> **Your goal**
Return the data below in full, exactly as it stands.

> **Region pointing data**
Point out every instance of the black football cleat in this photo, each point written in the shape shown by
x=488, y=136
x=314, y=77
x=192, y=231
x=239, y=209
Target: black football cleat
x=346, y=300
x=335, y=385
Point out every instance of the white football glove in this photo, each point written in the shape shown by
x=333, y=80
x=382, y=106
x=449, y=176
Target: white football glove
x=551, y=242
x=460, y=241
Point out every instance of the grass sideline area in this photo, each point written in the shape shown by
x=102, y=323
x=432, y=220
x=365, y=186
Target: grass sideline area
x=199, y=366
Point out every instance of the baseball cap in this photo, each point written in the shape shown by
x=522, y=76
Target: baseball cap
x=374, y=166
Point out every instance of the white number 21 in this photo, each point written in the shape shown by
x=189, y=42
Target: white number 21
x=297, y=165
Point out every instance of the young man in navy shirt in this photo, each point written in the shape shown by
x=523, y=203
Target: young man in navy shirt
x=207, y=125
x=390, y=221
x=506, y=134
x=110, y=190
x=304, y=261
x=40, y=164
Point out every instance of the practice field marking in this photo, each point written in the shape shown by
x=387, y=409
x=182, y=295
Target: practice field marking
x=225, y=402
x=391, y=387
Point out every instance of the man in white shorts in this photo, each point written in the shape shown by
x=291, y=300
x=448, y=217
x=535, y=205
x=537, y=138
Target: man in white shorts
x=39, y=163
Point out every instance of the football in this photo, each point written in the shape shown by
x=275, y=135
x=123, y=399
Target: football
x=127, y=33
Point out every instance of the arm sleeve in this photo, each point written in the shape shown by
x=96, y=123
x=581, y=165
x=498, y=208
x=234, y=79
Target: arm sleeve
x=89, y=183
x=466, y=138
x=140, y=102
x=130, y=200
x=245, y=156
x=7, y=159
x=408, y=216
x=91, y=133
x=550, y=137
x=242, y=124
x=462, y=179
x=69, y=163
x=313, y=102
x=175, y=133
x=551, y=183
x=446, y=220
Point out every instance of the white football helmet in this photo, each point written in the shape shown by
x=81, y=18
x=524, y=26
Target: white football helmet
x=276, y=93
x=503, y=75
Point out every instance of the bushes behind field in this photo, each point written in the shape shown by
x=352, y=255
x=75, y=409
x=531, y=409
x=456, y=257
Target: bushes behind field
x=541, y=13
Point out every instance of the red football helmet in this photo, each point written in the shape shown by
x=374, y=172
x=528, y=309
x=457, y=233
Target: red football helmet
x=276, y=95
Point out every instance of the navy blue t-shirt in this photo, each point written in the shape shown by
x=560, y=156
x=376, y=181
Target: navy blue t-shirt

> **Output for this exercise**
Point out every instance of the black football cleat in this photo, each point written in the shape shown by
x=488, y=136
x=314, y=77
x=192, y=231
x=239, y=209
Target: black football cleat
x=346, y=300
x=335, y=385
Point out every instance of the white football glove in this photo, each point written in the shape shown by
x=333, y=80
x=382, y=106
x=449, y=176
Target: white football glove
x=551, y=242
x=460, y=241
Point out every instance of the grass sideline area in this photo, each point written in the shape shown by
x=102, y=323
x=432, y=220
x=365, y=186
Target: grass sideline area
x=199, y=366
Point out every instance of the baseball cap in this photo, each point written in the shape shown by
x=522, y=76
Target: baseball cap
x=374, y=166
Point out every instance of the white number 21 in this photo, each point written in the shape shown by
x=189, y=42
Target: white number 21
x=297, y=165
Point out every instance of the young man in navy shirt in this photo, each point written in the shape shown by
x=523, y=203
Target: young man in navy shirt
x=207, y=125
x=390, y=221
x=506, y=134
x=110, y=190
x=304, y=261
x=40, y=164
Point out every instance of the practice field marking in this photo, each point written in the shape shown by
x=387, y=409
x=182, y=295
Target: practice field marking
x=225, y=402
x=391, y=387
Point out every instance of the man in white shorts in this photo, each point written in the shape shown by
x=291, y=300
x=448, y=217
x=535, y=205
x=537, y=138
Target: man in white shorts
x=39, y=163
Point out every instance of the football in this photo, each point written in the shape shown by
x=275, y=135
x=123, y=399
Target: football
x=127, y=33
Point out every instance of the arm sleeve in this photo, each point written in the shape shown by
x=96, y=123
x=581, y=165
x=498, y=208
x=234, y=79
Target: arm sleeve
x=89, y=183
x=466, y=138
x=140, y=102
x=130, y=200
x=245, y=156
x=7, y=159
x=408, y=216
x=91, y=133
x=550, y=137
x=242, y=124
x=462, y=179
x=69, y=163
x=313, y=102
x=175, y=133
x=551, y=183
x=446, y=220
Point out every instance of the white football helmet in this photo, each point written in the shape shown by
x=81, y=18
x=524, y=26
Target: white football helmet
x=276, y=93
x=503, y=75
Point out every instance of the bushes behind field in this photo, each point written in the shape shown by
x=352, y=255
x=75, y=409
x=531, y=409
x=456, y=257
Target: bushes behind field
x=541, y=13
Point out every instance of the red football helmet in this photo, each point written in the shape shown by
x=374, y=172
x=528, y=309
x=457, y=233
Target: red football helmet
x=276, y=95
Point out every instance of the navy blue t-shirt in this photo, each point written in the shape shown by
x=560, y=156
x=376, y=181
Target: navy blue t-shirt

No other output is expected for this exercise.